### Action item
Where a picture appears, skip it and copy everything else in the listing exactly.

(Beginning of Dataset)

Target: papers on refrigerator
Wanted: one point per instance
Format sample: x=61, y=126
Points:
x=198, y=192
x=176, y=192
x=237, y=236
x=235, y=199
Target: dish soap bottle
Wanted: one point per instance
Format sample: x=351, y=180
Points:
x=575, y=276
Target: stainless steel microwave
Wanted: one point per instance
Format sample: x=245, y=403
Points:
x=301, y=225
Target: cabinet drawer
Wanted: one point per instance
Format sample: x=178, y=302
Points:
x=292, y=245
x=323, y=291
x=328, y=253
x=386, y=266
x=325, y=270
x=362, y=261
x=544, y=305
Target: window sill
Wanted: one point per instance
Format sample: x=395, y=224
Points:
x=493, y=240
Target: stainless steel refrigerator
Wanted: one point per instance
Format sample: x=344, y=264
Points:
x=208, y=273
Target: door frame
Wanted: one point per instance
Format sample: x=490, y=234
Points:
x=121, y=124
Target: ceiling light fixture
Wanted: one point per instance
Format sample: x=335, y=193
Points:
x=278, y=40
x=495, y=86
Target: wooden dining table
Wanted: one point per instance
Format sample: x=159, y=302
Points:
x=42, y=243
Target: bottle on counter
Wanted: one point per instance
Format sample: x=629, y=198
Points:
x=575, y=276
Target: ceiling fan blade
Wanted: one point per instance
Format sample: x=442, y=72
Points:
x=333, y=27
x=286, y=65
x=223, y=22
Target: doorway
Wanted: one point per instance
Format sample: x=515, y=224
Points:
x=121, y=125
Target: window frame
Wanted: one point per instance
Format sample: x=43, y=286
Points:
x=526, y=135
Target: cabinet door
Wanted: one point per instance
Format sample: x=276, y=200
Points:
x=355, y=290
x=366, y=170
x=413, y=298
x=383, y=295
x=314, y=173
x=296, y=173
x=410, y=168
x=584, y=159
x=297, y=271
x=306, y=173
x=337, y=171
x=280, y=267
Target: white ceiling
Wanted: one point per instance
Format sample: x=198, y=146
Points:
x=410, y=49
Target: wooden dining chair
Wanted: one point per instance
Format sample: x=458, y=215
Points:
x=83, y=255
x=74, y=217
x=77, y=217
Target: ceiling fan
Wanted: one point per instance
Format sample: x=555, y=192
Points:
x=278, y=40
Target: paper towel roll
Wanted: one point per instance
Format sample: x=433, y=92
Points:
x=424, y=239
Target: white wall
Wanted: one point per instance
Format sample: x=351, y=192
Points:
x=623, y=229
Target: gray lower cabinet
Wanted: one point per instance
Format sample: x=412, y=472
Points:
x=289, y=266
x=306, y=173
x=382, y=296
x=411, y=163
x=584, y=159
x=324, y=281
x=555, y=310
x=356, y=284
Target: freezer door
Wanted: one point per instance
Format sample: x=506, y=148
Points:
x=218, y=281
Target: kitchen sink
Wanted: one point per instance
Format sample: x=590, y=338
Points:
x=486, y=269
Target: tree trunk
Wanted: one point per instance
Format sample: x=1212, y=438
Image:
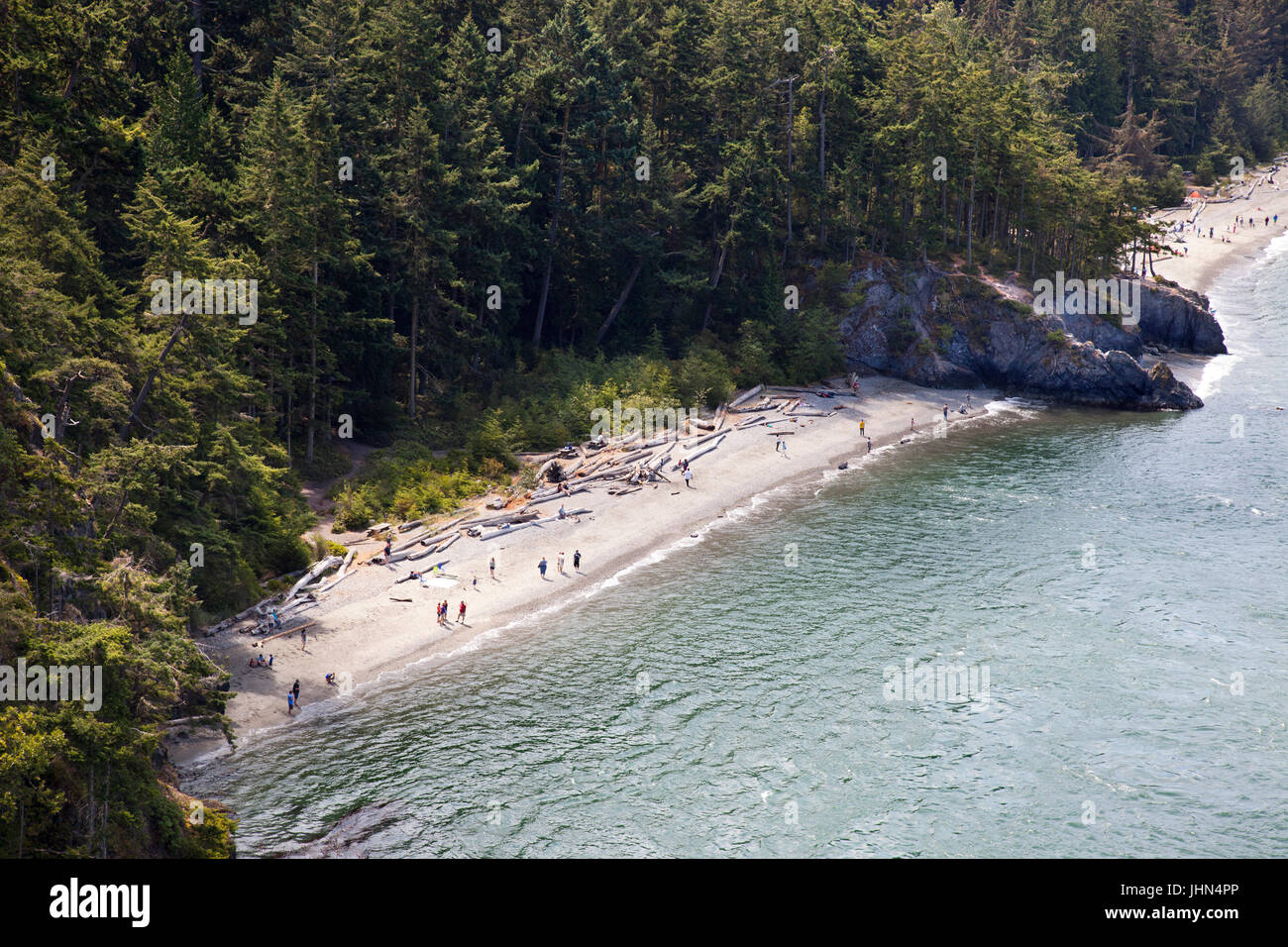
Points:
x=970, y=213
x=153, y=376
x=411, y=382
x=313, y=365
x=621, y=300
x=715, y=282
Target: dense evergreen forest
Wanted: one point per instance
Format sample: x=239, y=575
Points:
x=469, y=223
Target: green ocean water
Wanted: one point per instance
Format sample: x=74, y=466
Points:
x=1115, y=582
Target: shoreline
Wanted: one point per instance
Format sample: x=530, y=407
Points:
x=1209, y=258
x=362, y=635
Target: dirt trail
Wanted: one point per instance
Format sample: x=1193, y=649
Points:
x=314, y=492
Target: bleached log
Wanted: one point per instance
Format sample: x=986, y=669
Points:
x=318, y=569
x=746, y=395
x=702, y=453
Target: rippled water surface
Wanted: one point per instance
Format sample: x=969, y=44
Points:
x=1120, y=579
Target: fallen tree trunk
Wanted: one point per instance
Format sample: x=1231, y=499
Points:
x=702, y=453
x=318, y=569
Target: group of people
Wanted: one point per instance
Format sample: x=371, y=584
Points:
x=576, y=564
x=442, y=612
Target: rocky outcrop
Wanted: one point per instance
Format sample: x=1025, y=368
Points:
x=1180, y=320
x=953, y=331
x=1104, y=335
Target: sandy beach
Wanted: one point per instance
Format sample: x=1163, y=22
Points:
x=361, y=629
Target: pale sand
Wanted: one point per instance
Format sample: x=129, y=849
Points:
x=361, y=633
x=1210, y=257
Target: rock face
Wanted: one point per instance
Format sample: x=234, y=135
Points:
x=1180, y=320
x=953, y=331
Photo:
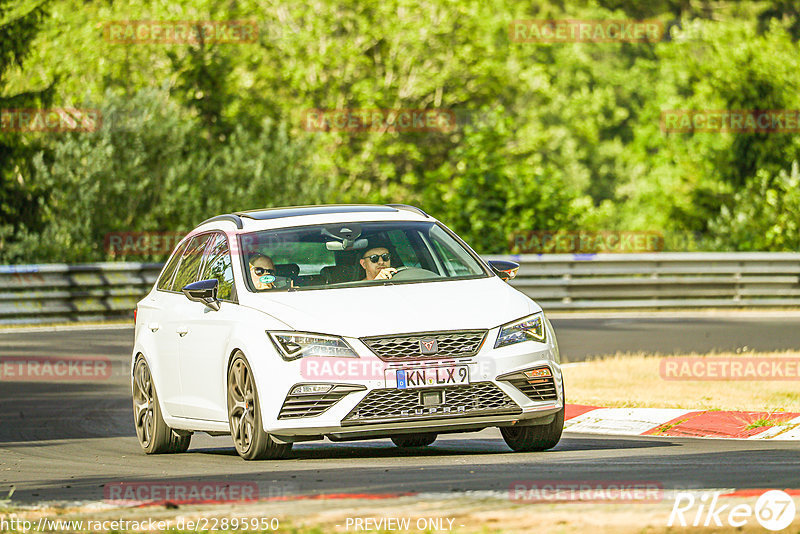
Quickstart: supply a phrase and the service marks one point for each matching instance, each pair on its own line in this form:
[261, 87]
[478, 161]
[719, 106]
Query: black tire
[244, 416]
[535, 438]
[154, 435]
[414, 440]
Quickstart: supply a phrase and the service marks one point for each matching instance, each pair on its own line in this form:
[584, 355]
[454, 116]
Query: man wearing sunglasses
[377, 262]
[262, 272]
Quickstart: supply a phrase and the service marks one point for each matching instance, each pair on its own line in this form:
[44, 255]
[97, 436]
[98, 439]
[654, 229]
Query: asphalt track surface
[66, 441]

(End of Dataset)

### Exercise output
Target: papers on refrigerator
Wanted: one point per instance
Format sample: x=61, y=126
Points:
x=198, y=192
x=176, y=192
x=237, y=236
x=235, y=199
Target: dish soap bottle
Wanted: one point per instance
Format sample: x=351, y=180
Points:
x=575, y=276
Target: stainless steel microwave
Wanted: one point per instance
Format sample: x=245, y=403
Points:
x=301, y=225
Target: cabinet drawer
Wanted: one point per instance
Format sample: x=178, y=302
Points:
x=292, y=245
x=323, y=291
x=328, y=253
x=386, y=266
x=325, y=270
x=362, y=261
x=544, y=305
Target: window sill
Wanted: one point per instance
Format sample: x=395, y=224
Points:
x=493, y=240
Target: stainless steel refrigerator
Wanted: one point per instance
Format sample: x=344, y=264
Points:
x=208, y=273
Target: door frame
Wanted: one point per instance
Format sample: x=490, y=234
Points:
x=121, y=124
Target: ceiling light fixture
Wanted: one point per instance
Format sample: x=335, y=193
Points:
x=278, y=40
x=495, y=86
Target: wooden dining table
Wanted: one point per instance
Format sample: x=159, y=302
Points:
x=42, y=243
Target: bottle on counter
Wanted: one point per instance
Format sample: x=629, y=198
Points:
x=575, y=276
Target: ceiling fan blade
Wanted: one point per instance
Format sample: x=442, y=72
Points:
x=333, y=27
x=286, y=65
x=223, y=22
Target: doorway
Wanted: one point per instance
Format sample: x=515, y=224
Points:
x=121, y=125
Target: window frame
Wanted: one point per instance
Format sample: x=43, y=286
Points:
x=526, y=135
Target: cabinet door
Wanted: one point per instance
Format sample: x=276, y=200
Points:
x=355, y=290
x=366, y=170
x=413, y=298
x=383, y=295
x=314, y=173
x=296, y=173
x=410, y=168
x=584, y=159
x=297, y=271
x=306, y=173
x=337, y=171
x=280, y=267
Target: white ceiling
Wanted: one point per instance
Format sample: x=198, y=146
Points:
x=410, y=49
Target: wooden dining chair
Wanted: one point per instance
Format sample: x=458, y=215
Points:
x=83, y=255
x=74, y=217
x=77, y=217
Target: ceiling fan
Wanted: one point per instance
Format sample: x=555, y=192
Points:
x=278, y=40
Target: paper towel roll
Wanted: one point per instance
Format sample: x=433, y=92
Points:
x=424, y=239
Target: white wall
Wanted: one point per instance
Format sample: x=351, y=192
Points:
x=623, y=229
Target: gray lower cabinet
Wanted: one point per instance
Format sample: x=412, y=472
Points:
x=289, y=266
x=306, y=173
x=382, y=296
x=411, y=163
x=584, y=159
x=324, y=281
x=555, y=310
x=356, y=284
Target: freezer door
Wanted: one point per instance
Format sample: x=506, y=148
Points:
x=218, y=281
Target: kitchen sink
Wanted: one point per instance
Format sample: x=590, y=338
Points:
x=486, y=269
Target: tree trunk
Wanted: one point per instance
Format sample: x=1212, y=438
Image:
Points:
x=970, y=213
x=153, y=376
x=411, y=382
x=313, y=365
x=621, y=300
x=715, y=282
Target: dense evergreen forest
Wanted: one point per instance
Format sample: x=239, y=575
Points:
x=469, y=223
Target: green ocean water
Wanted: one point per instance
Format sample: x=74, y=466
Points:
x=1115, y=582
Target: shoreline
Wanted: one point per instance
Format sample: x=530, y=407
Points:
x=1209, y=258
x=362, y=635
Target: dirt trail
Wanted: one point per instance
Format sample: x=1193, y=649
Points:
x=314, y=492
Target: bleached log
Wanted: one point per instance
Format sample: x=986, y=669
Points:
x=318, y=569
x=746, y=395
x=702, y=453
Target: rippled water surface
Wanted: one point per instance
Format sample: x=969, y=44
Points:
x=1120, y=579
Target: fallen tree trunk
Wanted: one point per instance
Format sample: x=1231, y=499
Points:
x=702, y=453
x=318, y=569
Target: group of people
Wanted: one point per instance
Format sample: x=371, y=584
Points:
x=576, y=564
x=442, y=612
Target: rocky outcrop
Wanted: one point per instance
Format sample: x=1025, y=368
Points:
x=1180, y=320
x=953, y=331
x=1104, y=335
Target: sandy beach
Wanted: one point per instance
Format sample: x=1163, y=22
Points:
x=361, y=629
Target: pale sand
Wanted: one point per instance
Format sample: x=129, y=849
Points:
x=361, y=633
x=1210, y=257
Target: rock face
Wanted: one point per instance
Format sample: x=234, y=135
Points:
x=1180, y=320
x=953, y=331
Photo:
Quickstart: supply a phrase and the service marks one point for each matching instance, each pair on its own line in this form:
[261, 87]
[478, 161]
[719, 106]
Query: black tire
[244, 416]
[535, 438]
[154, 435]
[414, 440]
Quickstart: supply a phrase and the service marks one point for each matching instance, each pair on its own line in this form:
[584, 355]
[454, 116]
Query: man wearing sunglasses
[377, 262]
[262, 272]
Quickstart: supply a phrase and the service marks one point for each matching instance, each pair on its own line in this form:
[44, 255]
[97, 436]
[98, 439]
[654, 229]
Query: asphalt track surface
[66, 441]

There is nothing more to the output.